* _Data for processing_
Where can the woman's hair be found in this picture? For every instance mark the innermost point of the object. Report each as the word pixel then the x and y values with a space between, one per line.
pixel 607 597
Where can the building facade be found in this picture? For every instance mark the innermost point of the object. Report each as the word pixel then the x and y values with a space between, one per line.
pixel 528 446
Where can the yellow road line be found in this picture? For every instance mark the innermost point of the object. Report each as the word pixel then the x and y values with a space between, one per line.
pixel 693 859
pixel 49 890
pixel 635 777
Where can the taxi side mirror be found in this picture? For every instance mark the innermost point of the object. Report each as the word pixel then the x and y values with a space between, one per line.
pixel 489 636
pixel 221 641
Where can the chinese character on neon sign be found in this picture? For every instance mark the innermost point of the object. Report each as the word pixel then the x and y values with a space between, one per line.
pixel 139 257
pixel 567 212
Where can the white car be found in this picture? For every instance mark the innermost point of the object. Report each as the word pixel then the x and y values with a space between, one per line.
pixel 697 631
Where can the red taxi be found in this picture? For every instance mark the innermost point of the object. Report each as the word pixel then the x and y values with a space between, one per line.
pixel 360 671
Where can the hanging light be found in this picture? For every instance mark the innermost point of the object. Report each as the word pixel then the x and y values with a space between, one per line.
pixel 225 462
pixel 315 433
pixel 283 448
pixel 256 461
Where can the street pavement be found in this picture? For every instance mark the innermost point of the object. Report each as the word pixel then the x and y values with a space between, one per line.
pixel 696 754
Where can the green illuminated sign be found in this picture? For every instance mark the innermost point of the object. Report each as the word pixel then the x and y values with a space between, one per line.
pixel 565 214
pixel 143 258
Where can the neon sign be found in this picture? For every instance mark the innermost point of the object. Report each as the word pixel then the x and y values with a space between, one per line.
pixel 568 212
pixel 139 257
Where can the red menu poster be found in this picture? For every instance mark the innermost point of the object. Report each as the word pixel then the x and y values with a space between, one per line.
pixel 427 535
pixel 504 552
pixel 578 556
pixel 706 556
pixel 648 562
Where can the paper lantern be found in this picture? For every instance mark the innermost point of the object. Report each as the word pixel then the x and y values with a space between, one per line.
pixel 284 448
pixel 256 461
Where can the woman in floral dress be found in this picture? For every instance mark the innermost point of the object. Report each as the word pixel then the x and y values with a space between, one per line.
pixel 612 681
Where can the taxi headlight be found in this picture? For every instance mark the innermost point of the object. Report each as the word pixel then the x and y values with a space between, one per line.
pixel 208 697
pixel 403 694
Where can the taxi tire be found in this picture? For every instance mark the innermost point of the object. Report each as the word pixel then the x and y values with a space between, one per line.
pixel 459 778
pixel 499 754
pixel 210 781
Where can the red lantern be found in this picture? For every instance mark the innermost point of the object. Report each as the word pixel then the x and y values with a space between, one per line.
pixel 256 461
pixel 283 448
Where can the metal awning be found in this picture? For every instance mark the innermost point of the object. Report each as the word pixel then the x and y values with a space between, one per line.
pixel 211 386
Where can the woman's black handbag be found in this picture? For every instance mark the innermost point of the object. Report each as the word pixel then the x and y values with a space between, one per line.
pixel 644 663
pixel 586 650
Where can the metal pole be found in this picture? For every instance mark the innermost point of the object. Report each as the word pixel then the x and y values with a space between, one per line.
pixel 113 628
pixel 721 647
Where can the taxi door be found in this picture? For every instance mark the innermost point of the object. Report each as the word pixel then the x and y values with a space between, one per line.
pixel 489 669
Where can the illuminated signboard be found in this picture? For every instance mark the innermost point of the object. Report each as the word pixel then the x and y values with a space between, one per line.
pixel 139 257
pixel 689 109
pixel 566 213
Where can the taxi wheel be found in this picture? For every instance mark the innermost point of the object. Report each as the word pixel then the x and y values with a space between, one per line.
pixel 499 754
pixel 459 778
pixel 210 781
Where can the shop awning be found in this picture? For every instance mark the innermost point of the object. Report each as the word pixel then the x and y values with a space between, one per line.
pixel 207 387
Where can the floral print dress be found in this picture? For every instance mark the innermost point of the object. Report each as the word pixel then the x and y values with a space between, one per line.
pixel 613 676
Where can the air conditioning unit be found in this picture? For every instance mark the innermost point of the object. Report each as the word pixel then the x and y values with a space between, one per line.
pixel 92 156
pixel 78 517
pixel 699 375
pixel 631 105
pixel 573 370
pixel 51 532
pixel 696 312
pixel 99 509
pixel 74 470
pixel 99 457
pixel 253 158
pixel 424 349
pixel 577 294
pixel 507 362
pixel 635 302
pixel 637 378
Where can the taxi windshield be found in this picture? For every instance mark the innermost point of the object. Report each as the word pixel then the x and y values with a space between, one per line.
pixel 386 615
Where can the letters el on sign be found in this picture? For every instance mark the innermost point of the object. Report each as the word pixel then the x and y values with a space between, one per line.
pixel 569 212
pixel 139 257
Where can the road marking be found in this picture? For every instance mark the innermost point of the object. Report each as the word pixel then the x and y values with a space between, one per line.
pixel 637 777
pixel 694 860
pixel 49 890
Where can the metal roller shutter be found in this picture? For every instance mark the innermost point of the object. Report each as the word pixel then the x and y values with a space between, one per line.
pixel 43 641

* _Aim of the exercise_
Reproduce the records word for word.

* _Result below_
Where can the woman's hair be found in this picture? For every instance mark the innermost point of the object. Report each as the word pixel then the x and y values with a space between, one per line.
pixel 607 597
Where can the building facade be found in this picture? For every instance mark the innermost point of the object. Report each as the word pixel then the x and y values with a space between, one per line.
pixel 528 446
Where can the yellow road line be found in this picture? For every instance mark the innermost point of the object. Report each as the word pixel then the x and y values with a space between, one per line.
pixel 693 859
pixel 49 890
pixel 635 777
Where can the taxi side mirror be found in this picture? For every instance mark the innermost point of the object. Report each as the word pixel then the x and y values with a space between, one per line.
pixel 489 636
pixel 221 641
Where can the chinese character on neon sign be found in this picture? For every instance mark the innermost point of the object. Report each as the word pixel then the x and y values with a space between, one per line.
pixel 139 257
pixel 567 212
Where can the white car be found in this picture? For every instance mark the innermost point of the object. Report each as the word pixel then the x and y values with a space between, one per line.
pixel 697 631
Where can the red taxi be found in this picture? For every instance mark the innermost point of the object. Report each as the word pixel then the x and y values with a space between, one per line.
pixel 360 671
Where can the hanging light be found in this picture? For every instance mark the innermost point of the object. Report each as the word pixel then the x and y values with a space between, one per line.
pixel 225 462
pixel 315 433
pixel 283 448
pixel 256 461
Where can the street pavement be found in this picture? For every instance mark the innermost point of the object. Report each as the word pixel then the x and y values with a space between, one per line.
pixel 696 754
Where can the green illuminated sign be found in this picture? For every instance mark the innermost point of the object. Report each as the word pixel then the x and y values with a space between, one per line.
pixel 565 214
pixel 143 258
Where can the neon sign be found in this picture? For every instance mark the innermost point of the object. Report each as the word pixel then the x and y values with a space between, one per line.
pixel 568 212
pixel 139 257
Where can the red menu poster be found in this picture? For every instance mark the innermost point of the object. Report each as the word pixel then the x and y values with a space between, one per line.
pixel 427 535
pixel 504 552
pixel 578 556
pixel 706 556
pixel 648 562
Where can the paper lantern be found in this picture? For every instance mark the innermost point of the object. Report each as the word pixel then the x and y values with a space between, one per line.
pixel 284 448
pixel 256 461
Where can the woman in floral dress be found in this picture? For every instance mark the innermost point of the object. Report each as the word pixel then the x and y values with a space between, one per line.
pixel 612 681
Where can the taxi headlight be found in this picture? For every instance mark the innermost point of the object. Report each as the word pixel then the x and y values with a space between, one per line.
pixel 208 697
pixel 403 694
Where can the taxi tire be found in this picture? For every instance mark the innermost point of the object. Report each as the word pixel then the x and y values with a space between, one per line.
pixel 459 778
pixel 499 754
pixel 210 781
Where can the red lantern be found in this picture? For every instance mark the innermost point of the object. Report each as the word pixel then the x and y values with a space between, one per line.
pixel 256 461
pixel 283 448
Where can the metal awning be found in this picture? For every instance mark the innermost point of the object. Report each as the word pixel then the x and y values with a space between, one per line.
pixel 211 386
Where can the woman's black handbag be found in this picture? For every instance mark the innermost point of the object. Report each as the word pixel then the x and y values with a space between, one per line.
pixel 644 663
pixel 586 650
Where can the metal pole be found in this picture? For every instance mark the innermost point of the object. Report each as the word pixel then the x and y values with a space between, one per line.
pixel 113 628
pixel 721 647
Where can the taxi door be found in this picture? For every instance mark the innermost point of the object. Report each as the word pixel then the x and y values with a space between, one per line.
pixel 489 669
Where can the illuminated signboard be found in this picture? For every instance mark the innermost point of the object. Report each as the word pixel then the x and y values with a space between, one per line.
pixel 139 257
pixel 689 109
pixel 566 213
Where can the taxi wheel be found in this picture? For every instance mark the innermost point of the object. Report each as the word pixel then the x and y values with a space between, one per line.
pixel 499 754
pixel 459 778
pixel 210 781
Where can the shop awning be found in this picture? For every instance mark the innermost point of the object. Report each as the word pixel then the x and y values with a space between, one per line.
pixel 207 387
Where can the floral print dress be found in this picture? For every instance mark the innermost point of the object. Report each as the word pixel then the x and y values with a space between, one per line.
pixel 613 676
Where can the air conditioning unit be found in this picture? For every instance mark the innermost point of the object. Report each as the word pixel then the x and y values with a space between, one per line.
pixel 92 156
pixel 78 517
pixel 699 375
pixel 631 105
pixel 573 370
pixel 51 532
pixel 696 312
pixel 99 509
pixel 74 470
pixel 99 457
pixel 253 158
pixel 424 349
pixel 577 294
pixel 507 362
pixel 635 302
pixel 637 378
Where can the taxi windshield be found in this picture? For every instance mark the innermost point of the object. Report each as the word pixel then the x and y values with a space between, one per line.
pixel 386 615
Where can the letters el on sign be found in this picture? For every instance mark the innermost point of the object. Report each as the word pixel then the x and y values with a space between, one per line.
pixel 569 212
pixel 139 257
Where can the road marking be found in this picture? For every instance mark the innermost point of the object. Report each as the word pixel then the x and y values with a space between, one per line.
pixel 637 777
pixel 694 860
pixel 49 890
Where can the metal roller shutter be found in this picture? For every instance mark the innermost point of the object. Report each as the word pixel then the x and y values with a space between, one per line.
pixel 43 641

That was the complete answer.